◆ A fazer
Transcreva na íntegra, sem nenhuma alteração, o texto abaixo sobre o neurologista Carlos Gadia e o autismo.

Radicado nos Estados Unidos há mais de 30
anos, o neurologista porto-alegrense Carlos Gadia é referência em autismo —
transtorno de alta complexidade que afeta a interação social e a comunicação.
Gadia, formado pela Universidade Federal do Rio Grande do Sul (UFRGS), trabalha
como diretor associado do Dan Marino Center, na Flórida, instituição criada a
partir de uma doação milionária do famoso ex-jogador de futebol americano que
dá nome à instituição — Marino é pai de um autista.
De
passagem por Porto Alegre na última semana, Gadia conversou com o Vida sobre o
diagnóstico e o tratamento do transtorno, caracterizado por comportamentos
repetitivos e estereotipados, e ressaltou as principais dificuldades
enfrentadas por profissionais e famílias no Brasil. De acordo com o
especialista, há razão para otimismo na área científica: a manipulação genética
logo deverá permitir abordagens individualizadas:
— Num
futuro bem próximo, será possível identificar, para uma criança específica, as
substâncias que podem ser utilizadas para tentar normalizar a função neuronal.
Isso poderá servir para diminuir a severidade dos sintomas ou, em algumas
situações, ter um efeito mais generalizado no funcionamento cerebral. Haverá
uma revolução.
Entrevista:
Ainda é
difícil diagnosticar o autismo?
Em
termos mundiais, o diagnóstico está se tornando cada vez mais precoce. No
Brasil, existe ainda um déficit bastante grande na formação médica. O autismo
raramente é citado durante a formação, nem aparece no currículo de faculdades
de profissionais afins, como as de fonoaudiologia, terapia ocupacional ou
psicologia. Existe uma necessidade muito grande de mudar isso. Mas o autismo já
é, relativamente, de fácil identificação.

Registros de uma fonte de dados
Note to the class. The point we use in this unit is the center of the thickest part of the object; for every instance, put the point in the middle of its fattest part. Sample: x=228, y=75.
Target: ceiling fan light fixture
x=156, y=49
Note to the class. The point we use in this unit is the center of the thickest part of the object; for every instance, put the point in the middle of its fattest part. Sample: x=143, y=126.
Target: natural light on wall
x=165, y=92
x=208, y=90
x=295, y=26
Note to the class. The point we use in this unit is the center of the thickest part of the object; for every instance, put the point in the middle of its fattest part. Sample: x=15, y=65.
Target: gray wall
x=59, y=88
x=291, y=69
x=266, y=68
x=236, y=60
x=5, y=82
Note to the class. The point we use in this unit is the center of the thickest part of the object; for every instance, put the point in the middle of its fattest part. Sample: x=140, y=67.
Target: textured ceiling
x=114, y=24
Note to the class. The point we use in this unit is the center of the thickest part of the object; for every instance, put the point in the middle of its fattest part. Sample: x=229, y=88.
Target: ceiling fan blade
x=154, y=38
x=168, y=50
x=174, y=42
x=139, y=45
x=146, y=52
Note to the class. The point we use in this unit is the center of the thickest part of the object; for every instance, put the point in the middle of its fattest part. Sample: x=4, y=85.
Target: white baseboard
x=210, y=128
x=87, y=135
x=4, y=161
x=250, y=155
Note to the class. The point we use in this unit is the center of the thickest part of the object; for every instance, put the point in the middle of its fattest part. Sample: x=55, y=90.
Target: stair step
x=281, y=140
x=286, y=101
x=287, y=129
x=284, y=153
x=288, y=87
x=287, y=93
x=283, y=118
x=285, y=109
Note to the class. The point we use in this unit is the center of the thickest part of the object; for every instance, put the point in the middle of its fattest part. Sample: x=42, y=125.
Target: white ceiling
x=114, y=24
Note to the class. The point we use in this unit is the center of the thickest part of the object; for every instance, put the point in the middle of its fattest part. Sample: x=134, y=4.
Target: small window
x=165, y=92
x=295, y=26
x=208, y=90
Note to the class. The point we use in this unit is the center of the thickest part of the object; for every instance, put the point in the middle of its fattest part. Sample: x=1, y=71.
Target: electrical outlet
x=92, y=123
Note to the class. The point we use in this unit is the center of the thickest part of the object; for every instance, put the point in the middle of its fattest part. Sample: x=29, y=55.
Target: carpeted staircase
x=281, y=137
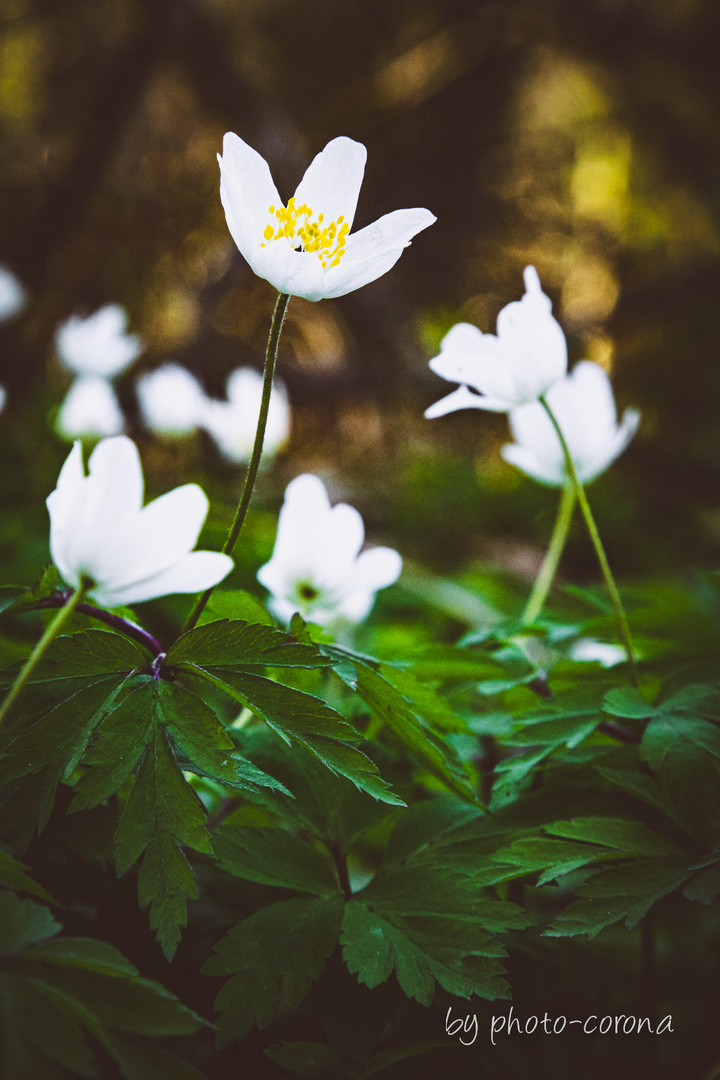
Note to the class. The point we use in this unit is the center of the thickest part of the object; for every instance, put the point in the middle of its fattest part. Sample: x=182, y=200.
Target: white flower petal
x=315, y=566
x=13, y=296
x=377, y=568
x=329, y=187
x=333, y=181
x=163, y=532
x=90, y=408
x=527, y=462
x=192, y=574
x=296, y=273
x=172, y=401
x=584, y=408
x=98, y=345
x=247, y=190
x=98, y=529
x=462, y=397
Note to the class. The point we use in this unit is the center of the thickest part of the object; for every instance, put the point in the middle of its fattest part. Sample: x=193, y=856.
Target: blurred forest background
x=579, y=135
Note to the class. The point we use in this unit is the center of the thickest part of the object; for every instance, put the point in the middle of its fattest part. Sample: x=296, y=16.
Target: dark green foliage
x=58, y=993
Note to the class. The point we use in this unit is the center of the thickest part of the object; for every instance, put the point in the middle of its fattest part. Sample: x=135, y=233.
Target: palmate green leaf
x=162, y=812
x=621, y=892
x=306, y=718
x=274, y=956
x=683, y=751
x=55, y=993
x=428, y=922
x=600, y=839
x=392, y=707
x=238, y=645
x=274, y=856
x=45, y=751
x=329, y=807
x=420, y=953
x=13, y=876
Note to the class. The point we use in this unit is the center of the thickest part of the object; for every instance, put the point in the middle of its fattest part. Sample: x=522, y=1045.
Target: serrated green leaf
x=23, y=922
x=234, y=605
x=630, y=837
x=273, y=856
x=392, y=709
x=682, y=748
x=13, y=876
x=374, y=946
x=162, y=812
x=236, y=645
x=626, y=891
x=42, y=753
x=306, y=718
x=52, y=995
x=626, y=702
x=274, y=956
x=704, y=887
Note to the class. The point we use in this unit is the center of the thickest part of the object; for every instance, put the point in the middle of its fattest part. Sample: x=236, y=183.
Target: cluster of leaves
x=353, y=829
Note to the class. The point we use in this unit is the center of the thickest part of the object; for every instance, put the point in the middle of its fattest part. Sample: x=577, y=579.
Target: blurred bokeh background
x=579, y=135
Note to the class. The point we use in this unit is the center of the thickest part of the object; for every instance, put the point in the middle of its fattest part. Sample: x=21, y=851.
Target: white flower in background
x=13, y=296
x=588, y=650
x=516, y=366
x=306, y=248
x=232, y=423
x=97, y=345
x=316, y=566
x=91, y=409
x=99, y=529
x=172, y=401
x=585, y=410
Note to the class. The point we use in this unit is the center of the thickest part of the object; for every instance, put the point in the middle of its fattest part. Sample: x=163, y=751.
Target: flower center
x=308, y=592
x=297, y=225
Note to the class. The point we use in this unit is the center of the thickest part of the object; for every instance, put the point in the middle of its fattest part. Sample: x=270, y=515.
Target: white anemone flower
x=99, y=529
x=232, y=423
x=528, y=354
x=316, y=566
x=589, y=650
x=584, y=407
x=13, y=296
x=304, y=248
x=91, y=409
x=172, y=401
x=97, y=345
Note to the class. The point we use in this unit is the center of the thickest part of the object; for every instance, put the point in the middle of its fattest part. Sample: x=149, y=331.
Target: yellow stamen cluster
x=296, y=225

◆ Solução escrita
Radicado nos Estados Unidos há mais de 30
anos, o neurologista porto-alegrense Carlos Gadia é referência em autismo —
transtorno de alta complexidade que afeta a interação social e a comunicação.
Gadia, formado pela Universidade Federal do Rio Grande do Sul (UFRGS), trabalha
como diretor associado do Dan Marino Center, na Flórida, instituição criada a
partir de uma doação milionária do famoso ex-jogador de futebol americano que
dá nome à instituição — Marino é pai de um autista.
De
passagem por Porto Alegre na última semana, Gadia conversou com o Vida sobre o
diagnóstico e o tratamento do transtorno, caracterizado por comportamentos
repetitivos e estereotipados, e ressaltou as principais dificuldades
enfrentadas por profissionais e famílias no Brasil. De acordo com o
especialista, há razão para otimismo na área científica: a manipulação genética
logo deverá permitir abordagens individualizadas:
— Num
futuro bem próximo, será possível identificar, para uma criança específica, as
substâncias que podem ser utilizadas para tentar normalizar a função neuronal.
Isso poderá servir para diminuir a severidade dos sintomas ou, em algumas
situações, ter um efeito mais generalizado no funcionamento cerebral. Haverá
uma revolução.
Entrevista:
Ainda é
difícil diagnosticar o autismo?
Em
termos mundiais, o diagnóstico está se tornando cada vez mais precoce. No
Brasil, existe ainda um déficit bastante grande na formação médica. O autismo
raramente é citado durante a formação, nem aparece no currículo de faculdades
de profissionais afins, como as de fonoaudiologia, terapia ocupacional ou
psicologia. Existe uma necessidade muito grande de mudar isso. Mas o autismo já
é, relativamente, de fácil identificação.